■ Task requirements:
Render every line of the rows below as a numbered list, omitting blank lines and leaving out the pictures.

***** Provided entries *****

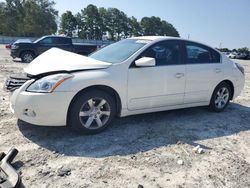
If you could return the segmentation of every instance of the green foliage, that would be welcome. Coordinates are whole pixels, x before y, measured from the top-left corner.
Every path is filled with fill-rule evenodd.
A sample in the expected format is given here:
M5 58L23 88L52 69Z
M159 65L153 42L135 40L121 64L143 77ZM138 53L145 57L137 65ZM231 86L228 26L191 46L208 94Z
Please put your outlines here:
M165 35L179 37L178 31L165 20L159 17L143 17L141 20L143 35Z
M76 28L77 28L77 19L72 14L72 12L67 11L63 13L61 16L59 33L72 37L73 32L76 30Z
M173 25L159 17L144 17L140 22L135 17L128 17L117 8L97 8L88 5L76 15L78 35L87 39L109 40L141 35L167 35L179 37Z
M101 40L102 19L95 5L88 5L78 14L79 36L86 39Z
M58 11L50 0L6 0L0 5L0 34L43 36L55 33Z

*****

■ The completed task:
1. If you could return the segmentation of every instance of the green foliage, that would be welcome. Coordinates are whole pixels, x before y, measured from the top-left corner.
2. Every path is filled with fill-rule evenodd.
3. A sample in the expected format is given here:
4. M5 58L23 88L52 69Z
5. M159 65L153 42L135 40L121 64L143 77ZM138 53L145 57L137 65ZM231 86L228 26L191 46L208 94Z
6. Please put your outlines here:
7. M165 35L179 37L178 31L165 20L159 17L143 17L141 20L143 35Z
8. M76 28L77 28L77 19L72 14L72 12L67 11L63 13L61 16L59 33L72 37L73 32L76 30Z
9. M173 25L159 17L144 17L140 22L135 17L128 17L117 8L97 8L88 5L76 15L78 35L87 39L109 40L141 35L167 35L179 37Z
10. M101 40L102 19L95 5L88 5L78 14L79 36L86 39Z
11. M58 11L50 0L6 0L0 5L0 34L43 36L55 33Z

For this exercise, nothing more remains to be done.